_Data for the task_.

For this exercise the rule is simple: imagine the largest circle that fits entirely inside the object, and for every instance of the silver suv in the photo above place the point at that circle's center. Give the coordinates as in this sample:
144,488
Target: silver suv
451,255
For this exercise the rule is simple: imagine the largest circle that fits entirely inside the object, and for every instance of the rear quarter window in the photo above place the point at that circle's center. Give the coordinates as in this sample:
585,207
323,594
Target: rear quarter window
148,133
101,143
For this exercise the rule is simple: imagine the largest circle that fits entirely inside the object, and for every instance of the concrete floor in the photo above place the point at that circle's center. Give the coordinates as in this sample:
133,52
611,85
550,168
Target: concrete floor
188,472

_Task details_.
Write out all of the data above line by line, keeping every word, number, and punctuation mark unchanged.

_Completed exercise_.
For this exercise the rule is simple: imagine the largest circle that fits entirely inside the object, and for every instance of the silver suv in the photo above place the point at that circle's center. Give the coordinates as in this sample:
144,488
Target: silver suv
451,255
For this exercise the rule is simple: imagine the largest circle that fits entirely inside the object, and for every instance of the rear quarter window in the photo above place the point at that circle's center. Give the coordinates as in this sample:
585,207
323,594
Target: rear quarter window
148,133
101,143
For this exercise the rule is simple: imagine the largest circle that fits entirely inside the object, and for every instance of the concrete floor in the photo above place the point at that circle's center. Give the coordinates as in this sample:
133,52
611,85
550,168
Target: concrete floor
188,472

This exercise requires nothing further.